* [Description of the task]: Only the lines from the one containing "the windshield, given" through the end of the data below should be copied, each exactly as written and with both ends kept.

* [Recorded data]:
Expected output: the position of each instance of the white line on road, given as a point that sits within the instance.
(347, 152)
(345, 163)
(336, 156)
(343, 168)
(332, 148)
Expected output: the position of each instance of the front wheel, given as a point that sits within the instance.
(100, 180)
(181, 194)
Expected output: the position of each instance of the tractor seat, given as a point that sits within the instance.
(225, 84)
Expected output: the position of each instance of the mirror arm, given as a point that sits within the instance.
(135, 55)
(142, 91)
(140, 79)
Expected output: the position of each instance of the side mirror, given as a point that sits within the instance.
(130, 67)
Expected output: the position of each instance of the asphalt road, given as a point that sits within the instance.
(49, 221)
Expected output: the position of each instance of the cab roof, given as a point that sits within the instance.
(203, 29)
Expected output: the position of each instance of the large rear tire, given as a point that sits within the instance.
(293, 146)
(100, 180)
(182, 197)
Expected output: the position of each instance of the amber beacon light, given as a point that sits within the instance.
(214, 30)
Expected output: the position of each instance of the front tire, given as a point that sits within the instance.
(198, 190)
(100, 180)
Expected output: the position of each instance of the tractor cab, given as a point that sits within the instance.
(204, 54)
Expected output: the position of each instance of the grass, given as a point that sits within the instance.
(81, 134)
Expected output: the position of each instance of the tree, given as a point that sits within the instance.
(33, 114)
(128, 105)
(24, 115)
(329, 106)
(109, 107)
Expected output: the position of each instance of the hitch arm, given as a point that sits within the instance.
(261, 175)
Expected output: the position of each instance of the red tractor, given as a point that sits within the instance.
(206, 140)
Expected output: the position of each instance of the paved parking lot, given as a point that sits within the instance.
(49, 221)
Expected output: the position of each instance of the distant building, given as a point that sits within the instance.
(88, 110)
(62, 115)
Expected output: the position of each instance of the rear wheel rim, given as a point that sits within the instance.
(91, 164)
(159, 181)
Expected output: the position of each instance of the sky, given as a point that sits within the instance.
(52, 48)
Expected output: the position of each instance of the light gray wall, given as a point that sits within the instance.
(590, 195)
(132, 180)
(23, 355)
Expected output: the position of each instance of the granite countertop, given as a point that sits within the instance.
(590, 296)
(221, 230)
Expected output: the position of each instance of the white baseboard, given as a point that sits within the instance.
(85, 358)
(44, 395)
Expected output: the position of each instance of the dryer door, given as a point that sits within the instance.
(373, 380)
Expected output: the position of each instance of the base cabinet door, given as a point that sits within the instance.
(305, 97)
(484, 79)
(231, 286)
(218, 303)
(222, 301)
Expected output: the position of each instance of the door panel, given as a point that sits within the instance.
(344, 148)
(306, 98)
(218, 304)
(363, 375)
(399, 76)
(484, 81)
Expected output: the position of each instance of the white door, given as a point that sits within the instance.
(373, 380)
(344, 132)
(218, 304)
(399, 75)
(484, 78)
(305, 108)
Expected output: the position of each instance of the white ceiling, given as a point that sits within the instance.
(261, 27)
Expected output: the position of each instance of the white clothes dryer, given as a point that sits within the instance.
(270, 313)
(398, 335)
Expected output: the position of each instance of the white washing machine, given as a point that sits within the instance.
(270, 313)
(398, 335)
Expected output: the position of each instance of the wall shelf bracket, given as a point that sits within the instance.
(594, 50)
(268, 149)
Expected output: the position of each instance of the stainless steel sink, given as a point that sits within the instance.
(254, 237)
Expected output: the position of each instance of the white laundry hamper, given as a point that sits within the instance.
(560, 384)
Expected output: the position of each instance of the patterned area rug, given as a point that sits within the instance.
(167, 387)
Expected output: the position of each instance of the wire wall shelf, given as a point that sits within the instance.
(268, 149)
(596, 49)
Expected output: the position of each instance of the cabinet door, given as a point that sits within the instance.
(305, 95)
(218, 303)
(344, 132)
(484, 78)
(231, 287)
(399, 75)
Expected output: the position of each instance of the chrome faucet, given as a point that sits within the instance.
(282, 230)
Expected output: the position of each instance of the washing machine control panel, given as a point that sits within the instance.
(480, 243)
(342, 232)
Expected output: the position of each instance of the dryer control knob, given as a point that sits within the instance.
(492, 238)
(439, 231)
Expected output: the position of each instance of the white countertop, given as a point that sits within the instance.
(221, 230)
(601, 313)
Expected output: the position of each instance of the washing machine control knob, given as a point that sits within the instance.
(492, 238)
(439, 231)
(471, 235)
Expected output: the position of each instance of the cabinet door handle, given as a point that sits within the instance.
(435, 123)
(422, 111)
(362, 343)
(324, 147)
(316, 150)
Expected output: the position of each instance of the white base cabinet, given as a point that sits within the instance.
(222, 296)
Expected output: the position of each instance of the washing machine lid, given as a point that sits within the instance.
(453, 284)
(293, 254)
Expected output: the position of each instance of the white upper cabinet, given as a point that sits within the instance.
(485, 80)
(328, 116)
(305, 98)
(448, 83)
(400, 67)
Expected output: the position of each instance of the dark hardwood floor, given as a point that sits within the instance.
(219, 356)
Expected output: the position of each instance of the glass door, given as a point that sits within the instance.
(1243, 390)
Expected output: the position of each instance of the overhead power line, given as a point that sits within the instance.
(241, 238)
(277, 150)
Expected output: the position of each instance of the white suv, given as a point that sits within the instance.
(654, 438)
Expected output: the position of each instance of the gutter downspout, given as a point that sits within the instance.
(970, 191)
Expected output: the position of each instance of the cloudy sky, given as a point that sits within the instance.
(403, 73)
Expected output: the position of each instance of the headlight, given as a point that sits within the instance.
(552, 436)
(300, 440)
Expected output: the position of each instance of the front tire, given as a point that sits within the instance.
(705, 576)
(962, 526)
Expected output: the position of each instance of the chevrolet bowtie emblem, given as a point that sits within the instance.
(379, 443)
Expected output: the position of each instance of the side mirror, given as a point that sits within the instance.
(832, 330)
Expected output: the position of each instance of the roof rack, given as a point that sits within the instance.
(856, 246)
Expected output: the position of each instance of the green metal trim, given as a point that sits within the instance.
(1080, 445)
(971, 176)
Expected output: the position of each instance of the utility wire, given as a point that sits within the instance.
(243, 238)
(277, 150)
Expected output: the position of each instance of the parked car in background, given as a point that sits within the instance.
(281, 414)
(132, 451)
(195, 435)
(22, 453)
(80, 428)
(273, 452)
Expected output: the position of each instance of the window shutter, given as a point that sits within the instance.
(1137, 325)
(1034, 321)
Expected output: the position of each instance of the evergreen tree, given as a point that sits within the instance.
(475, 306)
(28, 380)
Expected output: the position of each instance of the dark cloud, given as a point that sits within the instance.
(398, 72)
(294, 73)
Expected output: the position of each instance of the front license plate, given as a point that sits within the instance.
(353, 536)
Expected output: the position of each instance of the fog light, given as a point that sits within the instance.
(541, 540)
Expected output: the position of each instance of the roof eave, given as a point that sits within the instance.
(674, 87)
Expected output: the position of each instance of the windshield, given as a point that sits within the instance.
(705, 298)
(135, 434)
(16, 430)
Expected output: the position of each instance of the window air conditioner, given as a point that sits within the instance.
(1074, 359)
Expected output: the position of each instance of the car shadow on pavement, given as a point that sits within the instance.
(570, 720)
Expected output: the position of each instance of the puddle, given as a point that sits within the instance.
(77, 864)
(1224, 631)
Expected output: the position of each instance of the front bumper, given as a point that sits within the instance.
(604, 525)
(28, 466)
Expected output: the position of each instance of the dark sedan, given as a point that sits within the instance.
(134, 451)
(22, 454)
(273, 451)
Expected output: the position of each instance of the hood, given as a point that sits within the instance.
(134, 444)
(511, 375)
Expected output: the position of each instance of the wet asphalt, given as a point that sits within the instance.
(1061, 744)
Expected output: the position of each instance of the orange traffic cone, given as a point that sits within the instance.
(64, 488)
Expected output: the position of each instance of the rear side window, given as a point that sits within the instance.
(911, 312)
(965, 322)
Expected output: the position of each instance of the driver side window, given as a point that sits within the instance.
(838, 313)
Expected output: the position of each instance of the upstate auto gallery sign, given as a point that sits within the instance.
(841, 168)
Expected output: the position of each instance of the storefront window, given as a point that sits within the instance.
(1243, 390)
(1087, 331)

* [Correct answer]:
Expected output: the position of each instance of the windshield, given as a point that sits within the instance.
(705, 298)
(135, 434)
(16, 430)
Expected output: the position of each instance of the window air conditioner, given as a point that sits within the instance.
(1074, 359)
Expected output: the position of each instance of the car shadow on pavement, given as a point that sits within the instance.
(570, 720)
Expected output: the position of each instance of the puddle, given as a point that sits within the instance.
(77, 864)
(1224, 631)
Expected output: the position of each instance of the front bumper, given as a point that sits within the instance.
(604, 525)
(28, 466)
Expected output: the position of each instance of the dark sedan, given as a point that sits within the instance.
(134, 451)
(22, 454)
(273, 451)
Expected output: the position of each instance of the hood, given as a point that sits within the instance.
(134, 444)
(511, 375)
Expected output: the position of each instance of the wet asphalt, given as a point that sits within the instance.
(1061, 744)
Expected output: the position of each instance of the orange traffic cone, given as a point that sits within the instance.
(64, 488)
Expected output: the position of each instance of the rear side window, given as a point that sits within the instance.
(911, 312)
(965, 322)
Expected output: the position of each instance of the driver side window, given as a point that sits within the instance.
(838, 313)
Expected output: the position of each instance of the upstate auto gallery sign, given as a point that sits within the instance.
(841, 168)
Expected output: the position of each instance of the storefront window, given as a point that sits within the instance.
(1243, 390)
(1087, 331)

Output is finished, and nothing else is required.